Extreme damage continued in the area of Duquesne Road in southeast Joplin. Homes and the industrial park near the corner of 20th and Duquesne was especially hard hit with nearly every building flattened. Several large warehouse structures were swept cleanly from their foundations, and several heavy industrial vehicles were thrown up to 400 yd away. The last area of EF5 damage occurred in the industrial park, and a nearby Fastrip gas station and convenience store was completely destroyed – a famous first-person video of the direct hit was recorded by a man sheltering in the beer cooler here. Many homes were destroyed further to the east at EF3 to EF4 strength in a nearby subdivision, and East Middle School sustained major damage.

* _Records_:
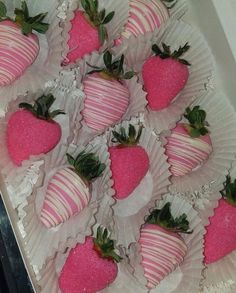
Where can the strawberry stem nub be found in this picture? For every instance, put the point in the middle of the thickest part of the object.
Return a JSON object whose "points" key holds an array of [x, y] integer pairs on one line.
{"points": [[41, 107], [229, 191], [130, 139], [166, 52], [86, 165], [163, 217], [105, 246], [197, 120]]}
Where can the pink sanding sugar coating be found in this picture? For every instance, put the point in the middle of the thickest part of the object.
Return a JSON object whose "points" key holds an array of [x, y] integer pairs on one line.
{"points": [[162, 251], [186, 153], [85, 271], [144, 16], [17, 51], [220, 238], [84, 38], [66, 195], [106, 101], [27, 135], [128, 167], [163, 81]]}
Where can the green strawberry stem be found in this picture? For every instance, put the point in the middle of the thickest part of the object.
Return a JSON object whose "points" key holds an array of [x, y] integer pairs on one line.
{"points": [[163, 218], [112, 69], [22, 18], [229, 191], [166, 52], [197, 122], [97, 18], [124, 139], [105, 246], [41, 107], [86, 165]]}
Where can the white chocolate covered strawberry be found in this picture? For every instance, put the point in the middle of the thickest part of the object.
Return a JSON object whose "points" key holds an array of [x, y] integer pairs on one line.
{"points": [[107, 97], [162, 248], [189, 145], [68, 192], [19, 47]]}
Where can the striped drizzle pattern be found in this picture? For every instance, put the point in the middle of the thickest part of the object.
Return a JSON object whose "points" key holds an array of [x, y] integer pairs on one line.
{"points": [[66, 195]]}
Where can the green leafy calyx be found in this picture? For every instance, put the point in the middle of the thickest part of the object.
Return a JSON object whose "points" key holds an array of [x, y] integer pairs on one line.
{"points": [[112, 69], [166, 52], [22, 18], [105, 246], [197, 122], [127, 139], [163, 217], [98, 18], [41, 107], [86, 165], [229, 191]]}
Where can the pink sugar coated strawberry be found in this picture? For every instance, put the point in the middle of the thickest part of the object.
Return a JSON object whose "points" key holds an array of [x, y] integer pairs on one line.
{"points": [[19, 47], [129, 162], [162, 248], [88, 30], [32, 131], [220, 238], [189, 145], [164, 76], [90, 267]]}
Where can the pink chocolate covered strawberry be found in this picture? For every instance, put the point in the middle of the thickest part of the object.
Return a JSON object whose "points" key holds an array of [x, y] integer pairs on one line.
{"points": [[107, 97], [90, 267], [88, 30], [164, 75], [32, 130], [162, 248], [19, 47], [189, 145], [220, 238], [68, 192], [129, 161]]}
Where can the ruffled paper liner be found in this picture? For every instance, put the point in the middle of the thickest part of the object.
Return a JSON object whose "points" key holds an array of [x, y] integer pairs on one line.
{"points": [[222, 119], [187, 276], [48, 63], [129, 212], [20, 180], [42, 243], [114, 27], [174, 33], [137, 102]]}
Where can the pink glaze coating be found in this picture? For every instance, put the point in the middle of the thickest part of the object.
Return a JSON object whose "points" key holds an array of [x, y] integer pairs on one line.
{"points": [[66, 195], [220, 238], [17, 52], [27, 135], [144, 16], [105, 103], [163, 81], [186, 153], [83, 39], [85, 271], [129, 165], [162, 251]]}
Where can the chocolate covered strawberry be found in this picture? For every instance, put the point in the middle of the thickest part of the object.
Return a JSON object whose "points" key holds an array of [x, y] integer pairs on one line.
{"points": [[69, 192], [90, 267], [189, 145], [88, 31], [162, 247], [32, 130], [220, 238], [19, 47], [129, 161], [165, 75], [107, 97]]}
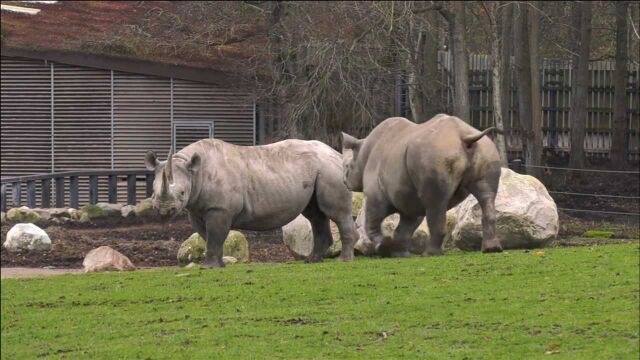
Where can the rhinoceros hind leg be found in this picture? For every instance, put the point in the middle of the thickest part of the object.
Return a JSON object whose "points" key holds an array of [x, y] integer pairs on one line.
{"points": [[217, 227], [437, 221], [399, 245], [485, 192], [321, 229]]}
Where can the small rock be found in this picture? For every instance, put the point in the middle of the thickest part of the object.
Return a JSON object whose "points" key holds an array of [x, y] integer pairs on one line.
{"points": [[105, 258], [227, 260], [27, 237], [237, 246], [298, 236], [23, 215], [145, 209], [128, 211], [194, 249]]}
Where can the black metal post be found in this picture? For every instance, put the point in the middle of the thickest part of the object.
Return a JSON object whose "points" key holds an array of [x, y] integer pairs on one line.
{"points": [[46, 193], [31, 194], [93, 189], [73, 191]]}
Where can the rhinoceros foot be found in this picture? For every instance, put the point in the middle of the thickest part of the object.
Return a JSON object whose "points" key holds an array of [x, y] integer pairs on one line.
{"points": [[347, 257], [313, 258], [390, 248], [491, 246]]}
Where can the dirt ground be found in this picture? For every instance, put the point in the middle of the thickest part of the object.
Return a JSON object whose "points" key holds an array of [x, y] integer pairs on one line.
{"points": [[153, 244], [146, 244]]}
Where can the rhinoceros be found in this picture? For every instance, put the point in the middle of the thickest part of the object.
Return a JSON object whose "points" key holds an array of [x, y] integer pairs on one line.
{"points": [[422, 169], [224, 186]]}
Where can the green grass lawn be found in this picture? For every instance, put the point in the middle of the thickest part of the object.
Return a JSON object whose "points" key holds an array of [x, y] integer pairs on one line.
{"points": [[570, 303]]}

* _What this exercise asks_:
a) Answer these from the passage on tornado damage in Joplin, one line each:
(i) How far were some heavy industrial vehicles thrown?
(ii) Where was the man sheltering when he recorded the first-person video?
(iii) Which school sustained major damage?
b) Using the passage on tornado damage in Joplin, explain what shows that the area near the corner of 20th and Duquesne was especially hard hit.
c) Write what follows the last sentence of the passage on tornado damage in Joplin.

* _Task answers_:
a)
(i) Up to 400 yd.
(ii) In the beer cooler of the Fastrip gas station and convenience store.
(iii) East Middle School.

b) Nearly every building there was flattened. Several large warehouse structures were swept cleanly from their foundations, and several heavy industrial vehicles were thrown up to 400 yd away.

c)
===Weakening and dissipation===
The tornado then continued on an east to east-southeast trajectory towards I-44 where it weakened; nonetheless, vehicles were blown off the highway and mangled near US 71 (exit 11) (now I-49) interchange. The damage at and around the interchange was rated EF2 to EF3. The weakening tornado continued to track into the rural areas of southeastern Jasper County and northeastern Newton County where damage was generally minor to moderate, with trees, mobile homes, outbuildings, and frame homes damaged at EF0 to EF1 strength. The tornado lifted east of Diamond at 6:12 p.m. CDT (23:12 UTC), according to aerial surveys. The total track length was 21.62 mi long, and the tornado was up to 0.75-1 mi across at its widest point. A total of 158 people were killed, and over 1,150 others were injured along the path. A separate EF2 tornado touched down near Wentworth from the same supercell about 25 mi east-southeast of Joplin, beginning roughly 10 minutes before the dissipation of this tornado.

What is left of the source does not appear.